**EXERCISE TASK:**
Could you render the rows below as a Markdown table with the columns "No." and "Line text"? Begin at the line that contains "Task: pick out the wheel arch.", stop after the last line of the rows, number each line, and leave out any blank lines.

(begin)

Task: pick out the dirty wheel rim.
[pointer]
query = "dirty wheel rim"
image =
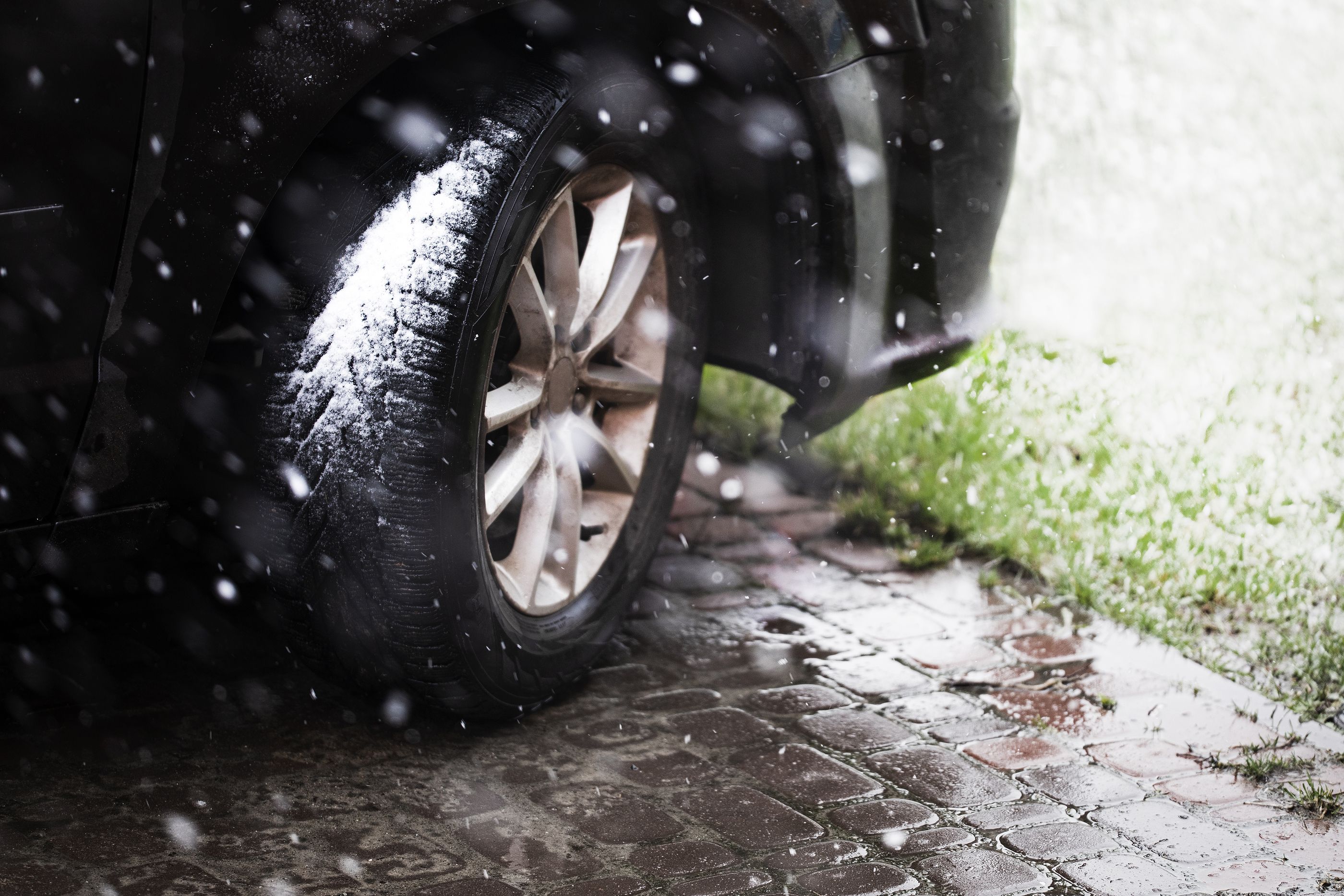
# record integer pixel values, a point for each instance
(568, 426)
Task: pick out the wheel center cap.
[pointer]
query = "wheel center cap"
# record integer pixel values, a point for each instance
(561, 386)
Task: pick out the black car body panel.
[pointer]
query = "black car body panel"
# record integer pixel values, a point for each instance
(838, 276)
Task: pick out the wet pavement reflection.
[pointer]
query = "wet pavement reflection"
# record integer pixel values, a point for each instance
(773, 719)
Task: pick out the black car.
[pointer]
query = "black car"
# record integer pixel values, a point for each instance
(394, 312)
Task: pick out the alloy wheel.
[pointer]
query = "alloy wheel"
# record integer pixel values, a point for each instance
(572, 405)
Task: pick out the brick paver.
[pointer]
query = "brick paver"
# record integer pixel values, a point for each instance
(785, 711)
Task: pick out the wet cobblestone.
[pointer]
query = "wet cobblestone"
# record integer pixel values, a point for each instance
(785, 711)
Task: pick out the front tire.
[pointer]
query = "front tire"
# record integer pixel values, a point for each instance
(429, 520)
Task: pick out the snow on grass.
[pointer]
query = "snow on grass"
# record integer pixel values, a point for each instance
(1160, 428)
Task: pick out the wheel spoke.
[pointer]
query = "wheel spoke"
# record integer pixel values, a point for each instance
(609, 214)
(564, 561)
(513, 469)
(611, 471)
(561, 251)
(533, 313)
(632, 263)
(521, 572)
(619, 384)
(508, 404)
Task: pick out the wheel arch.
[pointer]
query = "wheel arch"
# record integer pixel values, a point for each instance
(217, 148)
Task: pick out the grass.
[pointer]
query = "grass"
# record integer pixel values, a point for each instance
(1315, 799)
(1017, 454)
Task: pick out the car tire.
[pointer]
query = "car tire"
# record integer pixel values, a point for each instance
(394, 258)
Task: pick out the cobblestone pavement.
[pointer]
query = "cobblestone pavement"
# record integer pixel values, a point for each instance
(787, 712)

(end)

**RESPONSE:**
| No. | Line text |
|---|---|
| 1 | Task: pick out the wheel arch. |
| 2 | [pointer] |
| 3 | query = "wheel arch" |
| 4 | # record integer pixel values, a point for each instance |
| 5 | (217, 148) |
| 6 | Task: pick out the grass. |
| 7 | [pointer] |
| 8 | query = "grass" |
| 9 | # record integer pixel values, a point for each instance |
| 10 | (1315, 799) |
| 11 | (1017, 454) |
| 12 | Task: pick out the car tire. |
| 13 | [pointer] |
| 14 | query = "car tire" |
| 15 | # record integer pixel values, a point for each instance |
| 16 | (394, 258) |
| 17 | Task: pick out the cobblestone pavement. |
| 18 | [pointer] |
| 19 | query = "cobblestone pavement" |
| 20 | # record integer pixel values, a point for each instance |
| 21 | (787, 712) |